SET PROBLEM
Please rewrite the material below as a two-column CSV with the headers request and answer, one row for each request, with each field quoted and any line breaks changed to spaces.

MATERIAL TO PROCESS
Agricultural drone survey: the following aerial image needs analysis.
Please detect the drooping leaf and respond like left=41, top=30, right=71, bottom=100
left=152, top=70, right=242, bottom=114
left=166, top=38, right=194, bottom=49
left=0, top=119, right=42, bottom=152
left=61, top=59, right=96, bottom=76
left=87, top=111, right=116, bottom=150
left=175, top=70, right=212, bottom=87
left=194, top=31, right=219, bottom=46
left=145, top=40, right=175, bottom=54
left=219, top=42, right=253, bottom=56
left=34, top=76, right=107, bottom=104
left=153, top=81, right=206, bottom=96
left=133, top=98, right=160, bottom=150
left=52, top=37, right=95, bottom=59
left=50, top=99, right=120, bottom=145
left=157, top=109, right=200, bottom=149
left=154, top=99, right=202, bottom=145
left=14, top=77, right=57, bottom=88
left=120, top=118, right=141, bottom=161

WRITTEN RESPONSE
request,answer
"Agricultural drone survey: the following aerial image needs analysis. Please detect the drooping leaf and respond like left=41, top=30, right=71, bottom=100","left=152, top=70, right=242, bottom=114 left=166, top=38, right=194, bottom=49 left=0, top=119, right=42, bottom=152 left=61, top=59, right=96, bottom=76 left=87, top=111, right=116, bottom=150 left=175, top=70, right=212, bottom=87 left=194, top=31, right=219, bottom=46 left=145, top=40, right=175, bottom=54 left=219, top=42, right=253, bottom=56 left=34, top=76, right=107, bottom=104 left=153, top=81, right=206, bottom=96 left=133, top=98, right=160, bottom=150 left=52, top=37, right=95, bottom=59 left=50, top=99, right=120, bottom=145 left=157, top=109, right=200, bottom=149 left=154, top=99, right=202, bottom=145 left=14, top=77, right=57, bottom=88 left=120, top=118, right=141, bottom=161"